__REQUIREMENT__
Retype each entry below exactly. Do not carry any image over.

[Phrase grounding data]
++++++++++

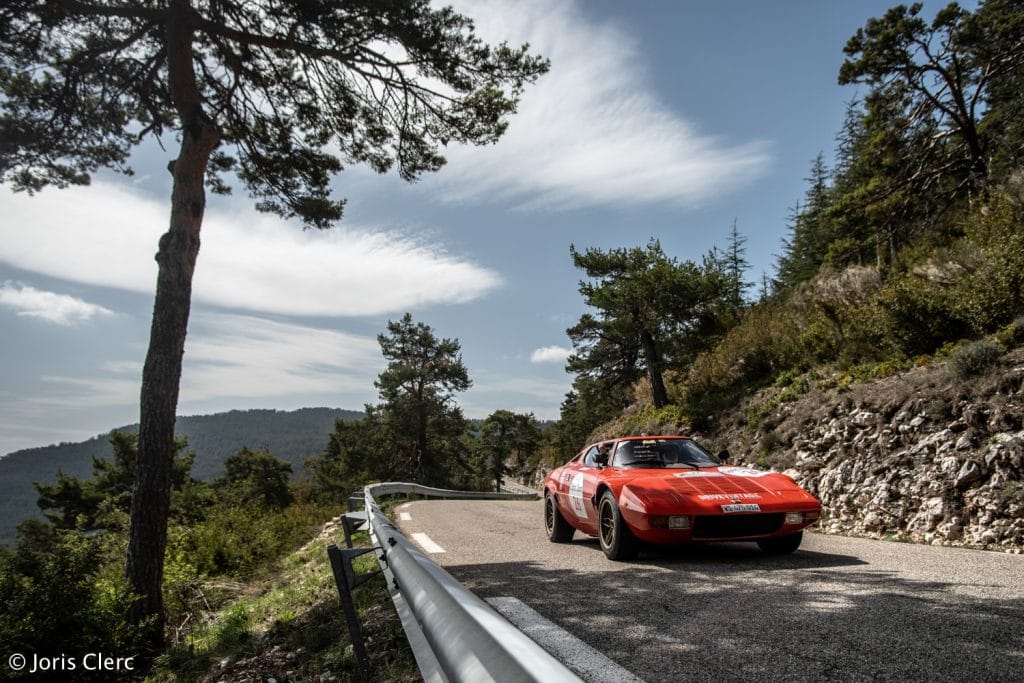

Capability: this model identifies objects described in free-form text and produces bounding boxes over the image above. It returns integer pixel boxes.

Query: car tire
[545,491,575,543]
[757,530,803,554]
[598,491,639,561]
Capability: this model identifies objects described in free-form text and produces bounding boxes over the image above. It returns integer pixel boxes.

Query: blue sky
[0,0,956,456]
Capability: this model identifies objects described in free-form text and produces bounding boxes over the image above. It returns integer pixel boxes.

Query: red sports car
[543,435,821,560]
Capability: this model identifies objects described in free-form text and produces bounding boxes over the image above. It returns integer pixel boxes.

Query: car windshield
[614,438,720,468]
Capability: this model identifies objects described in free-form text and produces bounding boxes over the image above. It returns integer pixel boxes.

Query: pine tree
[0,0,546,643]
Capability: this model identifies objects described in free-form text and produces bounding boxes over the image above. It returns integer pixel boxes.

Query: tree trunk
[125,0,219,649]
[417,402,432,483]
[640,328,669,409]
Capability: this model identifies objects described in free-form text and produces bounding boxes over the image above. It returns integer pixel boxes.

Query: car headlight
[669,516,690,529]
[785,511,819,524]
[650,515,691,529]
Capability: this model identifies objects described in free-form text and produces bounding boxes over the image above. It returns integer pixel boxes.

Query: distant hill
[0,407,362,547]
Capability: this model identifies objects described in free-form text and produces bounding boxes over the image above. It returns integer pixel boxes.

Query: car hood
[620,465,811,503]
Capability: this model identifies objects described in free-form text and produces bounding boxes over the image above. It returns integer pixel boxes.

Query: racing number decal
[568,472,587,518]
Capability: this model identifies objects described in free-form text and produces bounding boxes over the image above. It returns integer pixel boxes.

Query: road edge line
[486,596,646,683]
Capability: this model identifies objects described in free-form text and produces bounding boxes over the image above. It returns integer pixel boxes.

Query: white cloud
[35,374,140,409]
[0,402,114,455]
[180,312,382,403]
[0,181,501,317]
[0,281,115,325]
[23,313,382,411]
[530,345,572,364]
[461,373,571,421]
[429,0,772,209]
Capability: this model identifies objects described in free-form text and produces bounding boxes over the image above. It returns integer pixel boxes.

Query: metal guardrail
[500,481,542,495]
[360,482,584,682]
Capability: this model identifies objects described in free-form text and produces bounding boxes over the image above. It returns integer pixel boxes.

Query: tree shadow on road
[446,542,1023,683]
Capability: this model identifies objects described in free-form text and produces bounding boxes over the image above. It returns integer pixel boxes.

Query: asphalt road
[395,498,1024,683]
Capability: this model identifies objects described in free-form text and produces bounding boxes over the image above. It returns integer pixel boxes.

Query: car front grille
[692,513,784,539]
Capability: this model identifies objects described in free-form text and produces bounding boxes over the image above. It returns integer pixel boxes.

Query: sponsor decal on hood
[718,466,773,478]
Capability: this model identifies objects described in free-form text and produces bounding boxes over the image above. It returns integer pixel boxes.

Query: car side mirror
[595,452,609,468]
[717,449,730,463]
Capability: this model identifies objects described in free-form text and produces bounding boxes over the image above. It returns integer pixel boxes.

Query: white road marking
[411,532,446,554]
[487,597,646,683]
[399,512,412,521]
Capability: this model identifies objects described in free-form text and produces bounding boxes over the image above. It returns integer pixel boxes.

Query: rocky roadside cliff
[706,346,1024,553]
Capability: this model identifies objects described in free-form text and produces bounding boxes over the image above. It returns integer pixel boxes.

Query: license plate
[721,503,761,513]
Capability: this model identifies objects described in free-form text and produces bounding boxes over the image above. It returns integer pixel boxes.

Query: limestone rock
[716,346,1024,552]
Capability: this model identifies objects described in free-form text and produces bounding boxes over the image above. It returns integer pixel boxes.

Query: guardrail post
[327,544,383,680]
[340,511,369,549]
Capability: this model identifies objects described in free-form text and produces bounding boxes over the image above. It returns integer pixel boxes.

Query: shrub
[992,315,1024,349]
[948,340,1004,378]
[684,303,805,402]
[877,274,969,356]
[953,195,1024,331]
[0,525,145,680]
[627,404,691,436]
[797,313,840,364]
[175,501,336,577]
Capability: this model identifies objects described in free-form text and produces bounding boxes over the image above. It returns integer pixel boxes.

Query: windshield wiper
[627,458,664,468]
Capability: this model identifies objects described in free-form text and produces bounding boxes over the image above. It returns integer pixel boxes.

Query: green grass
[149,522,417,682]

++++++++++

__EXERCISE ANSWER__
Capability: this model identifies objects described in free-form text and produces bounding boxes over the image above. It returns integer pixel boxes.

Query: car tire
[545,491,575,543]
[757,530,803,554]
[598,491,639,561]
Capability: this model identifies objects described in free-form text and produces bounding boxes over the image above. It returns integer pixel boxes.

Query: blue sky
[0,0,956,456]
Capability: this model identifies objects described in free-form text and produces bounding boxes over the image above. It returns integer pixel boxes.

Query: red sports car
[543,435,821,560]
Capability: this model identifies objects described in free-form text and produces bounding boxes over the image above. It returns integer pixel boxes.

Query: car windshield
[614,438,720,468]
Capability: this model identifies objects described in free-form text and produces bounding boxes over the image above. It returns integer pixel boxes.

Query: pine tree
[0,0,546,643]
Capability: this model identifies objects described in free-form text and produces bounding boxes over the image above. It returns integer pixel boxes.

Query: tree trunk
[125,0,219,649]
[417,402,432,483]
[640,328,669,409]
Capability: this model identifies objects described in free-form text and produces bounding boxes over the image above. It returns integer pixel boxes.

Query: car headlight
[669,516,690,529]
[785,511,819,524]
[650,515,691,529]
Capability: this model identifies objects described in free-form text and produces bounding boxes over the image above. It returns integer pixel boxes.

Query: distant hill
[0,407,362,547]
Capability: this model identifies objects described in free-form text and produces bounding boxes over the image above. It returns integer pixel boxes.

Query: car hood
[620,465,811,503]
Capability: this model identifies objects described in free-form text and produces bounding boxes over the image above. It returns integer pixel boxes.

Query: racing number decal
[568,472,587,518]
Capability: this model identifies objects described in free-form text and produces bounding boxes over the image above. It returns integer pixel boxes.

Query: road edge line
[486,596,646,683]
Capability: this model identifies objects described in free-form text and produces bounding boxes over the image above. It returns integer pixel boxes.

Query: white cloud
[35,374,140,409]
[0,402,114,455]
[180,312,382,403]
[0,181,501,317]
[0,281,115,325]
[23,313,382,411]
[530,345,572,364]
[461,373,571,421]
[429,0,772,209]
Capability: this model identifies objects described in free-form text and produces bounding boxes over the image above. It returns integer pixel boxes.

Query: metal guardrail
[500,481,542,495]
[360,482,584,682]
Capability: this model identifies objects described in free-form text and produces bounding boxes over the image above. It returns integer pixel boxes.

Query: tree shadow on road
[446,542,1023,683]
Capability: this model identifies objects described in free-form text and produces bounding boxes over the image above. It returns integer pixel boxes.

Query: asphalt road
[395,498,1024,683]
Capability: this model identifies objects described in free-form text and produces bounding boxes over the image above. It returns integer pixel boxes.

Query: car front grille
[692,513,784,539]
Capability: this model identifies objects described in free-form text and produces bounding boxes over the image above. It returns integer pixel boxes.

Query: sponsor decal on hood
[718,466,773,478]
Capability: this model identifies objects described in free-form text and produces bounding boxes over the image above. It returns integer pixel boxes.

Query: car side mirror
[595,452,609,468]
[717,449,730,463]
Capability: this model identifies objects described in free-form text and produces bounding boxes over the image above. It returns integer pixel boxes.

Query: white road marking
[411,532,446,554]
[487,597,646,683]
[399,512,412,521]
Capability: this model identifies objects described in free-form text and produces bounding boxes over the image above. It returns integer pixel boxes.

Query: rocky roadside cliff
[706,346,1024,553]
Capability: this model identifies objects described in free-form text and produces bounding boxes over the image above. It returns integer pixel boxes.

Query: license plate
[721,503,761,513]
Capability: this model identifies objects described in free-form text and produces bounding boxes over the image above. It returns integer pixel boxes.

Query: limestone rock
[716,346,1024,552]
Capability: this model identifies objects described in free-form text and produces bounding boxes over the image above. It returns integer pixel boxes.

Query: guardrail post
[327,544,383,680]
[340,511,369,549]
Capability: this model identifies objects described in free-form text and produces bounding boxes over the image above. It returns integer pixel boxes.

Query: shrub
[992,315,1024,349]
[948,340,1004,378]
[684,303,805,402]
[877,274,969,356]
[953,195,1024,331]
[0,525,145,680]
[627,404,691,436]
[797,313,840,364]
[175,501,336,577]
Capability: this model identifies objects described in free-form text and produces bounding boxes over the image above. It returns integer pixel boxes.

Query: windshield wiper
[627,458,664,468]
Capability: this model identifies objects described in free-form text and produces bounding boxes over the image above. It returns integer pixel boxes.

Query: green grass
[149,522,417,682]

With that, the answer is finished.